== RECORDS SUPPLIED ==
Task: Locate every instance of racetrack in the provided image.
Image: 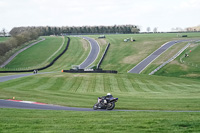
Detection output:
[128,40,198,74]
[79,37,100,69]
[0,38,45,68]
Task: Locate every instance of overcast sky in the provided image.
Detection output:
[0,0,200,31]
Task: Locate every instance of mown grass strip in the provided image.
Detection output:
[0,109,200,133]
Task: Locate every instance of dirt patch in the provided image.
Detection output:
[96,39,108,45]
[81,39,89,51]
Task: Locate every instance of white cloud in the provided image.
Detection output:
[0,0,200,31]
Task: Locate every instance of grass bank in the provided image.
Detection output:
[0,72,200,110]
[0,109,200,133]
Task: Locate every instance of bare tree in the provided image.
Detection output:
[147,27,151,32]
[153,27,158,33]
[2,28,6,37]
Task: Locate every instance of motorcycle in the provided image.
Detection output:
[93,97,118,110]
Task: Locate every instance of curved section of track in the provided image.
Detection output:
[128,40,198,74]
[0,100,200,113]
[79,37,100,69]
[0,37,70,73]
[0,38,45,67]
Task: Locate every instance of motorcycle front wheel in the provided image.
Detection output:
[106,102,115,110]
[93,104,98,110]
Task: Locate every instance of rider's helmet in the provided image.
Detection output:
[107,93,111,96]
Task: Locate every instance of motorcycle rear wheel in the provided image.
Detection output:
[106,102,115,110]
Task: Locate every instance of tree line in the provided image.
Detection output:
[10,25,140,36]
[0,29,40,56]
===
== RECORDS SUPPLIED ==
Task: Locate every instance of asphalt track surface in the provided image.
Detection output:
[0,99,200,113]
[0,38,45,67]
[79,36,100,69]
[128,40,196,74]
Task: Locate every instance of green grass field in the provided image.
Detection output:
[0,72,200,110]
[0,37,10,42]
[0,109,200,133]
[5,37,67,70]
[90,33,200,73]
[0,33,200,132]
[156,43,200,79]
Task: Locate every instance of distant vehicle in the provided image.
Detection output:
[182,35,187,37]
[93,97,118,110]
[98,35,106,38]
===
== RECORDS SUPPLIED ==
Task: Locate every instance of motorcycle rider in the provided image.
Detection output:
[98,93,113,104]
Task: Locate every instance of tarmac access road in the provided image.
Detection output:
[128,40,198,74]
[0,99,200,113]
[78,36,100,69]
===
REQUIRED WORK
Add 104 to every bounding-box coordinate in the answers of the entries, from the line containing "Task: Locate every instance of overcast" through the line containing "[0,29,40,56]", both included. Write out every line of that part again, changing nothing else.

EXERCISE OUTPUT
Task: Locate every instance of overcast sky in the provided image.
Detection output:
[104,104,304,135]
Task: Locate every instance of mown grass strip in the provided image.
Detection output:
[104,213,304,237]
Task: Locate every instance of dirt patch in the provided image.
Detection output:
[200,143,212,149]
[185,143,193,155]
Task: Locate every instance of white cloud in the provided image.
Detection output:
[104,104,304,135]
Task: Locate every instance of grass bank in the provided image.
Detection output:
[104,176,304,214]
[104,213,304,237]
Task: Locate every instance of bare tree in the provided image.
Detection output:
[251,131,255,136]
[257,131,262,137]
[106,132,110,141]
Task: Locate every instance of motorcycle in the provided image.
Detection output:
[197,201,222,214]
Task: Locate every instance of curved section of track in the provided image.
Detection output:
[232,144,302,178]
[104,204,304,217]
[183,141,204,173]
[104,141,174,177]
[104,142,149,171]
Task: Locate every instance of motorcycle front wheel in the provided image.
Detection output:
[210,206,219,214]
[197,208,202,214]
Task: Locate every instance of rider's helmet in the provided image.
Detection output:
[211,197,215,200]
Task: Locate every instance of motorcycle rear wheel in the provided image.
Detection output:
[210,206,219,214]
Task: Locate every instance of tree line in the provided image.
Detection output:
[114,129,244,140]
[104,133,144,160]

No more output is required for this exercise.